§ THE PROBLEM
Present the stretch of the data from the line containing "kit and provide bounding boxes." through the line containing "[406,314,452,352]" as a numbered list, omitting any blank lines.

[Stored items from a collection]
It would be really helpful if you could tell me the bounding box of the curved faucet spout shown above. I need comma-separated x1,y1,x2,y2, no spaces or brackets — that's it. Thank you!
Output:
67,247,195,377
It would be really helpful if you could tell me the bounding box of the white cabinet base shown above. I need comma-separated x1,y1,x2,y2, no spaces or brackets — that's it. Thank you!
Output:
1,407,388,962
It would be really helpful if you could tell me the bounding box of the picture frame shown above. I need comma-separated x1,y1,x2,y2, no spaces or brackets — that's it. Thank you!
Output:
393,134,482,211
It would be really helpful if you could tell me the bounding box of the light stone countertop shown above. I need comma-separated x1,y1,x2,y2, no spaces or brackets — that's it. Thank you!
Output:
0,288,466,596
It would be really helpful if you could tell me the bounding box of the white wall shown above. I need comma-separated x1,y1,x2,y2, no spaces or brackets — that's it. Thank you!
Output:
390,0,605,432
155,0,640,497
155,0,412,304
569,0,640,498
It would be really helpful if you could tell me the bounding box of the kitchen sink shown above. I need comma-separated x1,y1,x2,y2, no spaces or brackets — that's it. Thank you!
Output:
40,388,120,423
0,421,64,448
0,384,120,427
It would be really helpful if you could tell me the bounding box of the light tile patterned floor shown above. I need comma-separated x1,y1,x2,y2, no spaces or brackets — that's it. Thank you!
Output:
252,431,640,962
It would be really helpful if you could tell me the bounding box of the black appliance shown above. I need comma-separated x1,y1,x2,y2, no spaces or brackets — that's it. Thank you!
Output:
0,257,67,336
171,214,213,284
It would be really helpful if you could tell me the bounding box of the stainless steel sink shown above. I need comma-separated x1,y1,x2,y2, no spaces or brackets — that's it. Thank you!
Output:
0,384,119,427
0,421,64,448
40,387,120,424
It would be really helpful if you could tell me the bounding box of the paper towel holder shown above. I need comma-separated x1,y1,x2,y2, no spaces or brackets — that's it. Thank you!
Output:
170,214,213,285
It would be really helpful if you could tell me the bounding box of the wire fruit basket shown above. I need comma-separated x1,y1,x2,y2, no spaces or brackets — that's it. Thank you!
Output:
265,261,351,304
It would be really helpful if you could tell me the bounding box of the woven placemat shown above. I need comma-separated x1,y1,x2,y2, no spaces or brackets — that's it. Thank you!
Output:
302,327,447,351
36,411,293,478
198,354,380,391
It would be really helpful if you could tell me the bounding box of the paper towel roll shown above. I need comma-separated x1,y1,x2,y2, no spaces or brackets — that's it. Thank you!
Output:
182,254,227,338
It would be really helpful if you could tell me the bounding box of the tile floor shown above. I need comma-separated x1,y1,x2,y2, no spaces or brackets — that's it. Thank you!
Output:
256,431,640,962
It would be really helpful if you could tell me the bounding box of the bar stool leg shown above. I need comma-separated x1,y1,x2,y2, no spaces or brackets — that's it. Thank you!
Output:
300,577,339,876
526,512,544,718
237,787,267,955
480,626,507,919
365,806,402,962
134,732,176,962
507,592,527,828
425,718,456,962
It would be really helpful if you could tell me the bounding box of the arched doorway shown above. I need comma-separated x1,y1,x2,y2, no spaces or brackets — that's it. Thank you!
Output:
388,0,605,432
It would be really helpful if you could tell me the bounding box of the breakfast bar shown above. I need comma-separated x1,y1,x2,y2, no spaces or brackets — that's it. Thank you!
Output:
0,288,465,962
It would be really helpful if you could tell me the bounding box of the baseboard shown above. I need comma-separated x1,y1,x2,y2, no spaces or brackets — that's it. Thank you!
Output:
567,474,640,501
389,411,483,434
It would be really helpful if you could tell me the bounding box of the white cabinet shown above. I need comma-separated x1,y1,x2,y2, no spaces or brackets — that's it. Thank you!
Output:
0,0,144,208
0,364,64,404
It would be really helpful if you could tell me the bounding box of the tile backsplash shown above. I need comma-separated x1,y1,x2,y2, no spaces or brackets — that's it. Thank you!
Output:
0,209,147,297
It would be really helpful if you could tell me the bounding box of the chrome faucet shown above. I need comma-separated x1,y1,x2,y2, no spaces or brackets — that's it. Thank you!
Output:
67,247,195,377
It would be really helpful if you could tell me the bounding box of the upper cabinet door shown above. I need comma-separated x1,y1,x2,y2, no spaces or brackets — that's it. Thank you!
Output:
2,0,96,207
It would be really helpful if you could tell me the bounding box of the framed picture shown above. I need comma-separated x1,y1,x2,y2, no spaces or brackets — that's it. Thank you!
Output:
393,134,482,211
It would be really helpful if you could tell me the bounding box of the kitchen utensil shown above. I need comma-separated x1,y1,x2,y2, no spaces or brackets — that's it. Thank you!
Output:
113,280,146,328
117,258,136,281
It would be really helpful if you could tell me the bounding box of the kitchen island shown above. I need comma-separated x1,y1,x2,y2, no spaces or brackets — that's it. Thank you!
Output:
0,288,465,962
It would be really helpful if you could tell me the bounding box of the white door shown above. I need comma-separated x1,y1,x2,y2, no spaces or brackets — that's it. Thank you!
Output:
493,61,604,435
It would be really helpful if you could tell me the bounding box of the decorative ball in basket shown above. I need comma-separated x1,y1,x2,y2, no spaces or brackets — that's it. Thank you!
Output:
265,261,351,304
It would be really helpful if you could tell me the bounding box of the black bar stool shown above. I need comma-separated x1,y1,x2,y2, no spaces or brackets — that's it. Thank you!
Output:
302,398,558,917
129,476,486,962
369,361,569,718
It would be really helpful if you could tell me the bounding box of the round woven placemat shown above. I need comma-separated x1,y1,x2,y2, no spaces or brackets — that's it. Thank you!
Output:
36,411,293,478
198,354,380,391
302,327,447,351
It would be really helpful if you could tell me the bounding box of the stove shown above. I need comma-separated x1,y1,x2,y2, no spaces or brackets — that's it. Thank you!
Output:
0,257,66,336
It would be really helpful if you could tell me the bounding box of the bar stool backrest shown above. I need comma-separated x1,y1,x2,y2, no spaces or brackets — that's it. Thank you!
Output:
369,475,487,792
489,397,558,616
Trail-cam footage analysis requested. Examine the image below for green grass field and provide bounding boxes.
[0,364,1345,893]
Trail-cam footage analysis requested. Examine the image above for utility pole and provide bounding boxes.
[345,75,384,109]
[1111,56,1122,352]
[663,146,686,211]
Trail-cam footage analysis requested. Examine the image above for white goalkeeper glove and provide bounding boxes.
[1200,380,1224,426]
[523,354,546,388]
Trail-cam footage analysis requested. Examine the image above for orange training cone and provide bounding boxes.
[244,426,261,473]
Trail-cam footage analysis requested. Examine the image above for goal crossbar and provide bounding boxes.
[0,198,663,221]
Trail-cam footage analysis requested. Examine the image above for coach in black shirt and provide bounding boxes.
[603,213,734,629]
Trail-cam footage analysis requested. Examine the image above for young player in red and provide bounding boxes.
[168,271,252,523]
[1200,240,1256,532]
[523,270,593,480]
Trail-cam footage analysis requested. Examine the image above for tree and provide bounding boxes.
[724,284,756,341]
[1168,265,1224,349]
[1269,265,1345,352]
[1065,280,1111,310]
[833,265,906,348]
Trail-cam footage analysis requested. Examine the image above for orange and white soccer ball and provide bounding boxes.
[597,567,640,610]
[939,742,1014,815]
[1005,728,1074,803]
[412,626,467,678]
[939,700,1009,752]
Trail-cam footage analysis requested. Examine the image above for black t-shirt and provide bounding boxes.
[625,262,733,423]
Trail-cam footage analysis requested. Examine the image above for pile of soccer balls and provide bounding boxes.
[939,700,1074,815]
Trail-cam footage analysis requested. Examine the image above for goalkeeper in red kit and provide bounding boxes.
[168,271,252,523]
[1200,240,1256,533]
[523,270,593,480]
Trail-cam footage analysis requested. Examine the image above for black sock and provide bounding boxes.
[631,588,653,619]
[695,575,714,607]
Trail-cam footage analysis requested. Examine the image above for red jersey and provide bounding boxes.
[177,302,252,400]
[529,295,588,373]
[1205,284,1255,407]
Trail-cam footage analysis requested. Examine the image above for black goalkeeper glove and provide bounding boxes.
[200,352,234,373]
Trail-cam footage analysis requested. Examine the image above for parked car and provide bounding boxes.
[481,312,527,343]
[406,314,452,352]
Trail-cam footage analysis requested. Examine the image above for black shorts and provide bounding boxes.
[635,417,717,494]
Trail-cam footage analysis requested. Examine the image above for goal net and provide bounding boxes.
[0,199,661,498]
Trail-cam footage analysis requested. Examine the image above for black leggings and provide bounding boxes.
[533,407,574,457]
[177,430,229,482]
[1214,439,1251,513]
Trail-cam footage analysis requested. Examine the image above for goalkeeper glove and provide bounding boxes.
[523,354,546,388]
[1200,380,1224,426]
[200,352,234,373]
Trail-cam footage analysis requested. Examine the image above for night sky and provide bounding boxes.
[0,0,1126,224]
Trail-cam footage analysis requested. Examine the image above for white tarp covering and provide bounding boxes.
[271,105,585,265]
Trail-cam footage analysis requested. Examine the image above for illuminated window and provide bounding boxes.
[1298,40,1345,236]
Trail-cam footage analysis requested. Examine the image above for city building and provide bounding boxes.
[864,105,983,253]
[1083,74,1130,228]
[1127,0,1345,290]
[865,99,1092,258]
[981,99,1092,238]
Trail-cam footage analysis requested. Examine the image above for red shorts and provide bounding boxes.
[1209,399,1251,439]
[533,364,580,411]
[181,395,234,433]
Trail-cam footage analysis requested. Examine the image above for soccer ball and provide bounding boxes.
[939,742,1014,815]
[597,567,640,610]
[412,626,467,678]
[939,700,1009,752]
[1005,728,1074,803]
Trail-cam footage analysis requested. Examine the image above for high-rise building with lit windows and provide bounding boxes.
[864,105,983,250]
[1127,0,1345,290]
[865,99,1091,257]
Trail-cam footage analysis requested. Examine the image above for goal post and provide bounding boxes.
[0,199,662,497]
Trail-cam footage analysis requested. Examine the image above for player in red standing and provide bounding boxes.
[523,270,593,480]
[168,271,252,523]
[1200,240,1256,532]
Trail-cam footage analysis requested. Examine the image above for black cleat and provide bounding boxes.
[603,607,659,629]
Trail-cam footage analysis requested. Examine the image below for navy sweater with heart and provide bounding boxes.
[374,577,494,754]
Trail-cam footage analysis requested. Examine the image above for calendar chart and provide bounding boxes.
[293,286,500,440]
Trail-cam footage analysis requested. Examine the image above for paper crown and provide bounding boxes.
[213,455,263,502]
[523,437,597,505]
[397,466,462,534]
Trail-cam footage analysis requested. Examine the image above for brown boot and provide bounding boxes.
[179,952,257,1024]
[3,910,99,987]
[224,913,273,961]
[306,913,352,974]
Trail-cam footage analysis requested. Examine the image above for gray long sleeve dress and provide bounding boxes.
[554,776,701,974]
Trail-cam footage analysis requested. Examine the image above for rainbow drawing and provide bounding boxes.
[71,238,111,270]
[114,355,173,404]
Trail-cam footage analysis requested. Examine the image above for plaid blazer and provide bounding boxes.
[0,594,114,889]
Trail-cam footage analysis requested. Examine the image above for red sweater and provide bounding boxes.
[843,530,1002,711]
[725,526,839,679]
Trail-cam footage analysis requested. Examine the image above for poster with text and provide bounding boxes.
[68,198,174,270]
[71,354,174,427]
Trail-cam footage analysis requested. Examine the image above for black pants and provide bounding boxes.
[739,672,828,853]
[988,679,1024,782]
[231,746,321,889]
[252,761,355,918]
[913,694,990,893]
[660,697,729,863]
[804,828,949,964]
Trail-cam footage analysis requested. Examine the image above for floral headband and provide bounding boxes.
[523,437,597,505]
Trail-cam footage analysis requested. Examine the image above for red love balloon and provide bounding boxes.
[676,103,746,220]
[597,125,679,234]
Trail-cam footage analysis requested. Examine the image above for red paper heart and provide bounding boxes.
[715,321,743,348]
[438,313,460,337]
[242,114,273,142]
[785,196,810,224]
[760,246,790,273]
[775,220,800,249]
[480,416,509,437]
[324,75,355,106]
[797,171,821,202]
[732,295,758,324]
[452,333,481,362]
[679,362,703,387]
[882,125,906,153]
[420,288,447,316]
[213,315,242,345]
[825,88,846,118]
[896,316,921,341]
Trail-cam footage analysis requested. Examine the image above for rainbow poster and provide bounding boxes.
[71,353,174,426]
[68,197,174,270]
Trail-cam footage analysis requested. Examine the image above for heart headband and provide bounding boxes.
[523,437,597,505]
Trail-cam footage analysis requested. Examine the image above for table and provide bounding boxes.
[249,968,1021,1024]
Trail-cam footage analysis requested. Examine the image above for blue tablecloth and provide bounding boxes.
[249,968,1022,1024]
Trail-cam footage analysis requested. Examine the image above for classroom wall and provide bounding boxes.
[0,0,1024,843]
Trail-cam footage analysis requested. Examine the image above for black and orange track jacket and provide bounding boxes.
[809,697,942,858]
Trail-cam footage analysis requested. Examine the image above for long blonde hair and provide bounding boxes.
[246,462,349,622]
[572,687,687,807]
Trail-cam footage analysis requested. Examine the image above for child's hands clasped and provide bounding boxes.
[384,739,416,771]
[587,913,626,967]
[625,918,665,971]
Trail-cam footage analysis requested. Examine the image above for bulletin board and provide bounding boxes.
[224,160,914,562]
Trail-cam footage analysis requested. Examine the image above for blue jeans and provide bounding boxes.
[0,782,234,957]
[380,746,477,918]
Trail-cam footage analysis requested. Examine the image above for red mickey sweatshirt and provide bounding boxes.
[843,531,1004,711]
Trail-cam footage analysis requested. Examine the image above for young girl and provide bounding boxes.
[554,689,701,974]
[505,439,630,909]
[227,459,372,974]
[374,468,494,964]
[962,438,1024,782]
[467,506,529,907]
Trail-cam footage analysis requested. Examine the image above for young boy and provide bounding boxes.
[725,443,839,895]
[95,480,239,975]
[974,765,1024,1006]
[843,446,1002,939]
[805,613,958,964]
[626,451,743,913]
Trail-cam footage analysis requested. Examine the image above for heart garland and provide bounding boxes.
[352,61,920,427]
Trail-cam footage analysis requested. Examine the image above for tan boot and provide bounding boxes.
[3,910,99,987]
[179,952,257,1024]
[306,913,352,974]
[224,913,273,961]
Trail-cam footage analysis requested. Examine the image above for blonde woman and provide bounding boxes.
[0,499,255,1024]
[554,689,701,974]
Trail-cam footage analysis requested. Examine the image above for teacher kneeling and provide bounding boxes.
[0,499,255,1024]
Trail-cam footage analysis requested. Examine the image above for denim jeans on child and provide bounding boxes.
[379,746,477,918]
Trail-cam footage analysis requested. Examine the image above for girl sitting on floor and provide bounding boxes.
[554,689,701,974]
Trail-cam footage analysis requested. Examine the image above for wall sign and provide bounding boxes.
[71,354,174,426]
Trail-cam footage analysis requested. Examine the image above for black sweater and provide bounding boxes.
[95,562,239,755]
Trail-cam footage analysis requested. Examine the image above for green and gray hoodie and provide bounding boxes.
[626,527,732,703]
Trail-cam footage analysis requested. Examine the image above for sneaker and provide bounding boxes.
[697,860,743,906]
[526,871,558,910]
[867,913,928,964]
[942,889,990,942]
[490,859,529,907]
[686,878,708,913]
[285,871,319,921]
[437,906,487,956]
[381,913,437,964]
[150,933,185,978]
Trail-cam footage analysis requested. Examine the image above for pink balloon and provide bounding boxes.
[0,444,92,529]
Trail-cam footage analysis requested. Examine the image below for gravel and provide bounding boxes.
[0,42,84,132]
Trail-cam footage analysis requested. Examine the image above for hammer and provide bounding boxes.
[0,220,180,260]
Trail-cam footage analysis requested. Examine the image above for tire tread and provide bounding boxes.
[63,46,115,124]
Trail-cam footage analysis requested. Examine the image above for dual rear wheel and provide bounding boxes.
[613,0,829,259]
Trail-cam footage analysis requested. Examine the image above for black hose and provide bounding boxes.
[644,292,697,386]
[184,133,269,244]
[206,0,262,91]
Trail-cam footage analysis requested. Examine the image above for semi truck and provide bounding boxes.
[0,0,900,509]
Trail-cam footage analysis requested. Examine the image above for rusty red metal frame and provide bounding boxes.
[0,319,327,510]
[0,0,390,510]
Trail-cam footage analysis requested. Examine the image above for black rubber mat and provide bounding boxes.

§ EXERCISE OUTPUT
1. Trail-cam footage analysis requested. Examine the image above for goalkeeper in red kit and provide bounding boxes.
2. [168,271,252,523]
3. [1200,240,1256,533]
4. [523,270,593,480]
5. Trail-cam footage analysis requested. Examine the image above for black sock and provide bounding boxes.
6. [631,588,653,619]
7. [695,575,714,607]
8. Trail-cam footage analysis requested. Examine the image above for red jersey and provide bounding boxes.
9. [177,302,252,400]
10. [529,295,588,373]
11. [1205,284,1255,407]
12. Trail-cam footage analysis requested. Examine the image above for black goalkeeper glove and provide bounding boxes.
13. [200,352,234,373]
14. Trail-cam footage analysis requested. Examine the image above for parked car and provide bounding boxes.
15. [481,312,527,343]
16. [406,314,452,352]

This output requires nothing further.